**GIVEN INSTRUCTION:**
Repeat the listing in full, word for word.

- - -

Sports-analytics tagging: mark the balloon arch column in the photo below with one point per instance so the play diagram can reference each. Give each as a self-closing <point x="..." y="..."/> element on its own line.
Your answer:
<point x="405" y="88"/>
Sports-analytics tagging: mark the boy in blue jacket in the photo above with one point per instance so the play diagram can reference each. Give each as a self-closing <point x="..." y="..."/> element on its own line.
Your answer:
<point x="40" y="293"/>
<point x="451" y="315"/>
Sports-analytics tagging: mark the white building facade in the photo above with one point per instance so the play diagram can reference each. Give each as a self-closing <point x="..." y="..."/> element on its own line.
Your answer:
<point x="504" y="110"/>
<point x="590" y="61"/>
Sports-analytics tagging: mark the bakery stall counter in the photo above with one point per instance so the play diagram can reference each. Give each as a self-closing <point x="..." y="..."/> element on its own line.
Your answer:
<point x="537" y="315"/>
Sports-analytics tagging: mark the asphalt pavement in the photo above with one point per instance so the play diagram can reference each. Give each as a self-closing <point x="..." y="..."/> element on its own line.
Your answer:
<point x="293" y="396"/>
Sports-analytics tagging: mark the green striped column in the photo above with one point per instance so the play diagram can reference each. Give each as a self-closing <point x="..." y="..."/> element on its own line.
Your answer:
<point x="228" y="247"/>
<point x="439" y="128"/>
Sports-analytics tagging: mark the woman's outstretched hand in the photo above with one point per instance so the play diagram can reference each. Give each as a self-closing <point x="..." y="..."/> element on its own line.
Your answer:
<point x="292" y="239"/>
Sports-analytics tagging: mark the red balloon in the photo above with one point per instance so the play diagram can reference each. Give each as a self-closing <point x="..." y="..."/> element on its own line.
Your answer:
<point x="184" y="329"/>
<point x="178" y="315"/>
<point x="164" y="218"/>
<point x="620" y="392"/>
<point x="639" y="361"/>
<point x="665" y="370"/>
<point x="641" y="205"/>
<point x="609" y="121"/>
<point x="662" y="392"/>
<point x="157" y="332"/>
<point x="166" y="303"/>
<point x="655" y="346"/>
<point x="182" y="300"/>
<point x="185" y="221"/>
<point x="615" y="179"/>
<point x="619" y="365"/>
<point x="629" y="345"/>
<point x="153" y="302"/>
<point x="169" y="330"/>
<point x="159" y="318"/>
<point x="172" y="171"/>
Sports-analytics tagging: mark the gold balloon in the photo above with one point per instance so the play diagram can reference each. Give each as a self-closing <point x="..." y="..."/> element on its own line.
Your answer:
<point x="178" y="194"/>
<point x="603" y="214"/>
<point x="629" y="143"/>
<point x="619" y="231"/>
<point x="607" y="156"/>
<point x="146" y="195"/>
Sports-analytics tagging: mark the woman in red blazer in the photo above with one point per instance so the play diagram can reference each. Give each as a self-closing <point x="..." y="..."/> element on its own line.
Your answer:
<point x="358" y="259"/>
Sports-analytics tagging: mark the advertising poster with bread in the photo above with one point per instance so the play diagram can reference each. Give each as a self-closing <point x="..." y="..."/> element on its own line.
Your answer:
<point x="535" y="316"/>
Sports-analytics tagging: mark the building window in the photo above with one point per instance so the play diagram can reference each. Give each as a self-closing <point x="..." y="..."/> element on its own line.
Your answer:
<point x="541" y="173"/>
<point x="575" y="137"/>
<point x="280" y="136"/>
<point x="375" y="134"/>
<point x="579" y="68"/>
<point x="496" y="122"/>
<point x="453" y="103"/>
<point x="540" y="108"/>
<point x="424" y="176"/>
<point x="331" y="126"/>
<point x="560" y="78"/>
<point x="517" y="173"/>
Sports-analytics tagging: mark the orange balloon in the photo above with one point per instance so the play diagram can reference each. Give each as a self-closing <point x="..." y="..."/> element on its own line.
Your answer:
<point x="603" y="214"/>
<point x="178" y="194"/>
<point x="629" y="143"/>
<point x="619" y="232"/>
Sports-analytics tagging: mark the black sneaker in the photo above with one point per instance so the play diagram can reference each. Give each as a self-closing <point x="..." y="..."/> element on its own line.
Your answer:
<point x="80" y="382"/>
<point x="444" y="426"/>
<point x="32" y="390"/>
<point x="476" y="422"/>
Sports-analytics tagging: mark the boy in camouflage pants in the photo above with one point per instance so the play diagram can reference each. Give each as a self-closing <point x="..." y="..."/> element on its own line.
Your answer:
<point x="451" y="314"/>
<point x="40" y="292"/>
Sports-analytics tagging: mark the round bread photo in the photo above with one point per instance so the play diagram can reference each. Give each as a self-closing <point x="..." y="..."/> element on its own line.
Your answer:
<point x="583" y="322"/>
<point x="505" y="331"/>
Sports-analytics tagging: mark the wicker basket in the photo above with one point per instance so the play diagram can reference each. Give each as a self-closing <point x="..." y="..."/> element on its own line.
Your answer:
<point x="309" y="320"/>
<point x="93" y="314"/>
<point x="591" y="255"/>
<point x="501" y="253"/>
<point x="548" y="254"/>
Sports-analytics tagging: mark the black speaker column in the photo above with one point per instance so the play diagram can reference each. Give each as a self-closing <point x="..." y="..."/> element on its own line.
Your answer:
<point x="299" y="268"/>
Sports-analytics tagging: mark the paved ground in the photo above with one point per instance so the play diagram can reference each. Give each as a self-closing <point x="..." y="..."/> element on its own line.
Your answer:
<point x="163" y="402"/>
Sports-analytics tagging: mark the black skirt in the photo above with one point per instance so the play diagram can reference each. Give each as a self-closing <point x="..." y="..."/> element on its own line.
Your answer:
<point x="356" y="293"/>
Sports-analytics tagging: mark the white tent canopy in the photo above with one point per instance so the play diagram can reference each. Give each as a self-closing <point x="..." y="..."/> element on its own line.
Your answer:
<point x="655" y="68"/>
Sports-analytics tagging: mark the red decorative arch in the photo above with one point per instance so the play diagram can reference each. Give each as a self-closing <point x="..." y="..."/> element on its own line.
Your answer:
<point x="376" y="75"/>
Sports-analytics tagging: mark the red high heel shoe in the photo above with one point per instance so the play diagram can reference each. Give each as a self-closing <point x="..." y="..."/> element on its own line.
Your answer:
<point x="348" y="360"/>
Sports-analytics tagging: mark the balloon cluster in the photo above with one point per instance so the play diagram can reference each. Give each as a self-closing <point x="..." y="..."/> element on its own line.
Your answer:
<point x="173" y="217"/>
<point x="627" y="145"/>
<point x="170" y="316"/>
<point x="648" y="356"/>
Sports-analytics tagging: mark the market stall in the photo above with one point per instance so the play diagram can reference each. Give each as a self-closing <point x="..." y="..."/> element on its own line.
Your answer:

- - -

**SOLUTION BELOW:**
Sports-analytics tagging: mark the balloon arch column in the photo below with one point per instance so the play diagram can reference each. Give each as a self-closing <point x="..." y="..."/> element on its own line.
Your answer:
<point x="405" y="88"/>
Sports-analytics tagging: mark the boy in blue jacket in the photo above with one point per instance so the play diagram can reference each. Give each as a self-closing <point x="..." y="..."/> element on its own line.
Your answer:
<point x="40" y="293"/>
<point x="451" y="315"/>
Sports-analytics tagging: mark the white building facade in the photo above with one point per instance so the play diagram can reference each. Give each as a self-closing <point x="..." y="..."/> element on its own line.
Your answer:
<point x="504" y="110"/>
<point x="590" y="61"/>
Sports-analytics tagging: mark the bakery stall counter in the photo above with one point per instance so the play diagram can reference each. Give each as a self-closing <point x="..." y="..."/> element on its own line.
Your answer:
<point x="537" y="315"/>
Sports-analytics tagging: mark the asphalt pavement in the photo above with one point per instance so the play diagram can reference each. Give each as a self-closing <point x="..." y="..."/> element on its own line.
Your answer:
<point x="293" y="396"/>
Sports-analytics tagging: mark the green striped column in the photo above with one point per instance so the play diagram can reference each. Give each as a self-closing <point x="..." y="..."/> element on its own line.
Your answer:
<point x="228" y="247"/>
<point x="439" y="128"/>
Sports-analytics tagging: mark the woman's outstretched hand in the photo above with one point per instance so the play diagram can reference each. Give each as a self-closing <point x="..." y="..."/> element on its own line.
Your answer:
<point x="292" y="239"/>
Sports-analytics tagging: mark the red balloon in the photo above with one point per instance so the play diagram can reference each. Give each as a self-closing <point x="..." y="..."/> element on its own line.
Your answer:
<point x="184" y="329"/>
<point x="178" y="315"/>
<point x="164" y="218"/>
<point x="620" y="392"/>
<point x="639" y="361"/>
<point x="665" y="370"/>
<point x="641" y="205"/>
<point x="609" y="121"/>
<point x="662" y="392"/>
<point x="157" y="332"/>
<point x="166" y="303"/>
<point x="655" y="346"/>
<point x="182" y="300"/>
<point x="185" y="221"/>
<point x="615" y="179"/>
<point x="619" y="365"/>
<point x="629" y="345"/>
<point x="153" y="302"/>
<point x="169" y="330"/>
<point x="159" y="318"/>
<point x="172" y="171"/>
Sports-analytics tagging: mark the gold balloon in the photo above with one point per instance so the play diagram can reference each. Give each as a self-closing <point x="..." y="..."/> element on its own line.
Your answer:
<point x="178" y="194"/>
<point x="603" y="214"/>
<point x="629" y="143"/>
<point x="619" y="231"/>
<point x="607" y="156"/>
<point x="146" y="195"/>
Sports-analytics tagging: mark the woman in red blazer in the photo above with one point per instance so the play diagram can reference each. Give each as a self-closing <point x="..." y="..."/> element on its own line.
Your answer:
<point x="358" y="259"/>
Sports-analytics tagging: mark the advertising poster with bread in the photo above with one point per instance so the play diagram can reference each. Give each as a self-closing <point x="..." y="..."/> element on its own line.
Your answer:
<point x="535" y="316"/>
Sports-analytics tagging: mark the building window in the photo above with one point per instance so the play diagram can reference each. Give each as a self-closing <point x="..." y="..."/> element on its own line.
Your answer:
<point x="541" y="173"/>
<point x="575" y="137"/>
<point x="280" y="136"/>
<point x="375" y="134"/>
<point x="579" y="68"/>
<point x="496" y="122"/>
<point x="453" y="103"/>
<point x="540" y="108"/>
<point x="424" y="176"/>
<point x="331" y="126"/>
<point x="560" y="78"/>
<point x="517" y="173"/>
Sports-analytics tagging: mark the orange balloon in the photo above with one point per instance so the play diagram can reference each. Give each as a self-closing <point x="..." y="..."/> element on its own line.
Your answer:
<point x="603" y="214"/>
<point x="178" y="194"/>
<point x="629" y="143"/>
<point x="619" y="232"/>
Sports-analytics tagging: mark the black sneaker in the photo above with one point per instance so the play diagram can reference each. Give each as a self-closing <point x="..." y="..."/> element on its own line.
Your answer:
<point x="80" y="382"/>
<point x="444" y="426"/>
<point x="32" y="390"/>
<point x="476" y="422"/>
Sports-analytics tagging: mark the boy in camouflage pants in the photo above with one point per instance so the play diagram can reference each. Give each as a self-closing <point x="..." y="..."/> element on its own line.
Your answer:
<point x="451" y="314"/>
<point x="40" y="292"/>
Sports-analytics tagging: mark the round bread photo in the photo above with one point per instance so the play diagram can reference each. Give each as a self-closing <point x="..." y="..."/> element on its own line.
Your answer:
<point x="583" y="322"/>
<point x="505" y="331"/>
Sports-analytics tagging: mark the wicker basket in the photo above with one point per instance so the play diagram can reference each. Give each as a self-closing <point x="..." y="..."/> element on its own line.
Your answer:
<point x="309" y="320"/>
<point x="93" y="314"/>
<point x="591" y="255"/>
<point x="501" y="253"/>
<point x="548" y="254"/>
Sports-analytics tagging: mark the black speaker column in the photo above with one point per instance so the play diagram can reference each. Give each as a self-closing <point x="..." y="..."/> element on its own line.
Your answer:
<point x="299" y="268"/>
Sports-analytics tagging: mark the paved ground in the photo above with one point per instance so the play diagram can reference each. Give each as a self-closing <point x="..." y="..."/> element on its own line.
Your answer:
<point x="163" y="402"/>
Sports-analytics tagging: mark the black skirt in the photo above with one point per instance so the play diagram can reference each. Give each as a self-closing <point x="..." y="..."/> element on its own line.
Your answer:
<point x="356" y="293"/>
Sports-analytics tagging: mark the white tent canopy in the photo above with one point per instance so the play diagram can reference each. Give each as a self-closing <point x="..." y="..."/> element on its own line.
Your answer:
<point x="655" y="68"/>
Sports-analytics tagging: mark the red decorative arch in the photo above with one point per instance so the play diagram can reference each. Give each as a self-closing <point x="..." y="..."/> element on its own line.
Your answer:
<point x="376" y="75"/>
Sports-analytics tagging: mark the red high heel shoe in the photo above with one point per instance so the play diagram can reference each. Give each as a self-closing <point x="..." y="..."/> element on its own line.
Your answer:
<point x="348" y="360"/>
Sports-analytics tagging: mark the balloon cluster in the photo above with one point per instance so the play diagram can reference each. Give each as a self-closing <point x="..." y="..."/> element on its own line.
Your answer:
<point x="173" y="217"/>
<point x="627" y="145"/>
<point x="170" y="316"/>
<point x="648" y="356"/>
Sports-analytics tagging: mark the market stall in the photo above with one point per instance so the play diagram can reference each. Give each as a self-closing <point x="..." y="..."/> element on its own line.
Your answer:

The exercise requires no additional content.